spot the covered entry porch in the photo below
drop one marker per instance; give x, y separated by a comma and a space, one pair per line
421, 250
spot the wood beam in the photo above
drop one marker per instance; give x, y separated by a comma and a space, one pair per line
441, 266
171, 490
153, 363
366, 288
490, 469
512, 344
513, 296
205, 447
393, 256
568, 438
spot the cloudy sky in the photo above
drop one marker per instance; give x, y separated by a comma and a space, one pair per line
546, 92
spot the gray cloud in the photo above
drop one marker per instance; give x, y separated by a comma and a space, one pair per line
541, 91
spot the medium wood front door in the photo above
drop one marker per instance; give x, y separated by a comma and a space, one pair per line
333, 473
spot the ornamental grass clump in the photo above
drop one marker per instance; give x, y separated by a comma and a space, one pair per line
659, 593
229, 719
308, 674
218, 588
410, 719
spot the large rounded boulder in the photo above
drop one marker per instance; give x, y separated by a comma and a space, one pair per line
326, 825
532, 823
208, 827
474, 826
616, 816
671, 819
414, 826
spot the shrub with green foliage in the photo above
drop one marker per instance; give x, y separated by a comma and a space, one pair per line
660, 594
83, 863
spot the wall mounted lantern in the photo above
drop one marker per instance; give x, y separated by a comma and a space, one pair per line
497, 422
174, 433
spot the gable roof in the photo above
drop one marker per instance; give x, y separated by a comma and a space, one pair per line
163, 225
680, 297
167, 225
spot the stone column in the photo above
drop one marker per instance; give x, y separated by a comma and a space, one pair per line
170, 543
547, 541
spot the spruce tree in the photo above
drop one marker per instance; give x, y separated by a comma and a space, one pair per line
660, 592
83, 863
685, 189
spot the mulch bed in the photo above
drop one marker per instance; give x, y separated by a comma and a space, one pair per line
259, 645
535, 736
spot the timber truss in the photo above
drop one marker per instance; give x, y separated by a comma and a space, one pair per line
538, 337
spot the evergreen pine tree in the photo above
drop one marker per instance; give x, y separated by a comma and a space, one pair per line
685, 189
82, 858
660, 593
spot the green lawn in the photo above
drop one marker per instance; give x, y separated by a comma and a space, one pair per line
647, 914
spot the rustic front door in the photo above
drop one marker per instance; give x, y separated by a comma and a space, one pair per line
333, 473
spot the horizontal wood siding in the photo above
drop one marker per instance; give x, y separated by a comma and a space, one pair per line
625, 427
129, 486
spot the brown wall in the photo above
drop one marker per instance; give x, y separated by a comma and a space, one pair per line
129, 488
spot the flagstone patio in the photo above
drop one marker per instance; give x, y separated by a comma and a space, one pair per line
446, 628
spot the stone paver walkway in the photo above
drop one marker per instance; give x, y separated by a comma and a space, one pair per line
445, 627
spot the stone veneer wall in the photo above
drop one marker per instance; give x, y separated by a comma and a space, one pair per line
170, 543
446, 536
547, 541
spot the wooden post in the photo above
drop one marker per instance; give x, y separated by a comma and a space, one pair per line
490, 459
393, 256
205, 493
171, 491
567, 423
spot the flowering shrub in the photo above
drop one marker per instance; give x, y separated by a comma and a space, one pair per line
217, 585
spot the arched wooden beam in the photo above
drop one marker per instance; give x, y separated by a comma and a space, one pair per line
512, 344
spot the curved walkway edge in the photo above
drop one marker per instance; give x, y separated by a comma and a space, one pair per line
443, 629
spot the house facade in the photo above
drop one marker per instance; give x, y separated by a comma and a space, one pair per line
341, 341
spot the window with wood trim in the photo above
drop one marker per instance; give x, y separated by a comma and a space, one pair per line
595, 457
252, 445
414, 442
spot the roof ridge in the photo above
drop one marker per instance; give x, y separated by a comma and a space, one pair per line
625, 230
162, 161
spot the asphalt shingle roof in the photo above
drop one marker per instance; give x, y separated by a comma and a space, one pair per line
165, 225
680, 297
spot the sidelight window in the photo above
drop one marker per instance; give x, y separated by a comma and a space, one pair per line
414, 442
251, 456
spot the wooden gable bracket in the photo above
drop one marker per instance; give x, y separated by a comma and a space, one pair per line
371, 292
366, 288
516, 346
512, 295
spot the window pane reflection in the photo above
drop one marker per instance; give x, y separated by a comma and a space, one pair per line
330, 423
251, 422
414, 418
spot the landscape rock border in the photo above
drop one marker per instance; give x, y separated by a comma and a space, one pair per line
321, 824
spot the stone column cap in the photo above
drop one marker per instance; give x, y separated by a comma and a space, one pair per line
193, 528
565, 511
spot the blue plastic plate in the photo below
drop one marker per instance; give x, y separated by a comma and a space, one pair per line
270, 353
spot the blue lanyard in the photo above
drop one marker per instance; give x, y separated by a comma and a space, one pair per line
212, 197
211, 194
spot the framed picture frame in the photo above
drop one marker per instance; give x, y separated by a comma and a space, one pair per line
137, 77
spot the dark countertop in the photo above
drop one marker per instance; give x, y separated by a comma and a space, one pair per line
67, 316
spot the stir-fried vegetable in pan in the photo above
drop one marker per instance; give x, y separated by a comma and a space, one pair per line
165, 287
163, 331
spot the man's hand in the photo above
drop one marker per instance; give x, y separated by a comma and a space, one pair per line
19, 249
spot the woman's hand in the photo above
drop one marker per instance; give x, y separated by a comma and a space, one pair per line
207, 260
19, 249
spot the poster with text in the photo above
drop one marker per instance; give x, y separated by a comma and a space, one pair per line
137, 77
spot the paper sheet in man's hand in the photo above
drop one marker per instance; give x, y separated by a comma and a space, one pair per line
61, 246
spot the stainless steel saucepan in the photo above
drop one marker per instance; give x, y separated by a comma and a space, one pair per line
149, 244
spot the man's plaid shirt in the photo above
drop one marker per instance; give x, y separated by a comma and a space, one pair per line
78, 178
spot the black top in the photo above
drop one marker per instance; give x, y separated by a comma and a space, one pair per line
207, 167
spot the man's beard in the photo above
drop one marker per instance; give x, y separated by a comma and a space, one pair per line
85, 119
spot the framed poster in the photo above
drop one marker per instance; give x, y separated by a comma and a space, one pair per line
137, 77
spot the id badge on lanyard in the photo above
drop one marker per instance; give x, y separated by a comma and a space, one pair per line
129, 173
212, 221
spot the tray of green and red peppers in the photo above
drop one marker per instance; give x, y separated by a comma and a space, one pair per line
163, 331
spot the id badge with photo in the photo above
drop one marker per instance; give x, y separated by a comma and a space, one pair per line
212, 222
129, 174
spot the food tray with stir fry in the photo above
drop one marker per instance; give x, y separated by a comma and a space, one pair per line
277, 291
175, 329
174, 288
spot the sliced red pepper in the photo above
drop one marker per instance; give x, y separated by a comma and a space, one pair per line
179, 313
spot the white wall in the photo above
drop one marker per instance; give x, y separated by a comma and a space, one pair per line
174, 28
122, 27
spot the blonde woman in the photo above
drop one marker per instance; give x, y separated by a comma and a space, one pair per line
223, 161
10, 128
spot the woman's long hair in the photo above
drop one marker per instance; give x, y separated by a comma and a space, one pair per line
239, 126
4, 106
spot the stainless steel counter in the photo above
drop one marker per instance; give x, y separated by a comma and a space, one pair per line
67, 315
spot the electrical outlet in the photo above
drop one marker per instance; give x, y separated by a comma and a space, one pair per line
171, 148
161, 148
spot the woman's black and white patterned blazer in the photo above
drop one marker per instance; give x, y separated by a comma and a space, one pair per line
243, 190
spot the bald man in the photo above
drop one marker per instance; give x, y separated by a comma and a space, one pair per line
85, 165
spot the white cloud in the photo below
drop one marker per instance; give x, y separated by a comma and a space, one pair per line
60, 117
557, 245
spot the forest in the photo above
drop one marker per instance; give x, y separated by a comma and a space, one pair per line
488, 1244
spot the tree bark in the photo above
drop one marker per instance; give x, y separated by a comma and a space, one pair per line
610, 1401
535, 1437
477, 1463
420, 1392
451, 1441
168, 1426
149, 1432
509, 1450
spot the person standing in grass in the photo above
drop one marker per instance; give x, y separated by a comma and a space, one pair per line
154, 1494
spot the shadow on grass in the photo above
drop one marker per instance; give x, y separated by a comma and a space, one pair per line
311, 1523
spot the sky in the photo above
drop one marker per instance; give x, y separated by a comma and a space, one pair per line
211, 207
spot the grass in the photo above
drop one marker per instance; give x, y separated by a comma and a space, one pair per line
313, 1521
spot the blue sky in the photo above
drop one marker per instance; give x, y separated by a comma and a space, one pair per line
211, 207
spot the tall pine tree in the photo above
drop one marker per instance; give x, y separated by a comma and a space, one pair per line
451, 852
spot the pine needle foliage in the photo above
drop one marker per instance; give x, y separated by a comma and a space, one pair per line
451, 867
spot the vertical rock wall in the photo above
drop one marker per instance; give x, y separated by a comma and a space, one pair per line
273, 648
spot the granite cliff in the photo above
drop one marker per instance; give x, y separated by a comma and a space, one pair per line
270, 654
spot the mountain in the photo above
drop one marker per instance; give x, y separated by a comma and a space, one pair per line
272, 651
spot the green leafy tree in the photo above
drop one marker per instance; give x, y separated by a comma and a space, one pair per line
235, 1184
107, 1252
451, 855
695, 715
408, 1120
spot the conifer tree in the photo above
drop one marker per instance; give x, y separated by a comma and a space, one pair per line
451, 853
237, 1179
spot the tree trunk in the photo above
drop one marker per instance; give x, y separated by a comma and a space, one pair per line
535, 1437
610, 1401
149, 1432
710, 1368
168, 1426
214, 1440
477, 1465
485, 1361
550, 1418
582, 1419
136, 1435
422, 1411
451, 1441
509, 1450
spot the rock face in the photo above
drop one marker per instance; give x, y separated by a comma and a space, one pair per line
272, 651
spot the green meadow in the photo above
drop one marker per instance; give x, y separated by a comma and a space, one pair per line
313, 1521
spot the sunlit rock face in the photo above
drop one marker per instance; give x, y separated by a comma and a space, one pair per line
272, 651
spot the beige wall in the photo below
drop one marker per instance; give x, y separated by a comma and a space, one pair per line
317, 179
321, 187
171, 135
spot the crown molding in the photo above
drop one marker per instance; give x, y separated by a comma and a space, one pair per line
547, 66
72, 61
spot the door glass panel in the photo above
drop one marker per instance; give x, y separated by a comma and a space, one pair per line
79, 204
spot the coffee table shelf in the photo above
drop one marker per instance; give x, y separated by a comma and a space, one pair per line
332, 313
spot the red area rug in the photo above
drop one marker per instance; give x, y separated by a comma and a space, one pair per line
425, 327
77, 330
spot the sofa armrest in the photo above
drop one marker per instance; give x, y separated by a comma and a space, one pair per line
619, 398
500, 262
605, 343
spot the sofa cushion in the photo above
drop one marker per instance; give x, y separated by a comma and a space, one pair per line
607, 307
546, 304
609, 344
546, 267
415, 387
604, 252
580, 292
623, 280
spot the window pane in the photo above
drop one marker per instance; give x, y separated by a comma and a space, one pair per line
◇ ◇ ◇ ◇ ◇ ◇ ◇
▶ [Assigned task]:
Working from the material above, retype exactly the lines from the one with "spot the framed poster in the photo above" through the one with "spot the tray", both included, and only those lines.

▶ [Response]:
spot the framed poster in the photo above
drop one marker per instance; give x, y separated by a comma and a space, one pair per line
137, 77
spot the id badge on lanyard in the photo above
drop one marker per instance; give x, y separated by a comma and a space, one pair per line
129, 173
212, 221
spot the tray of green and red peppers in the photo above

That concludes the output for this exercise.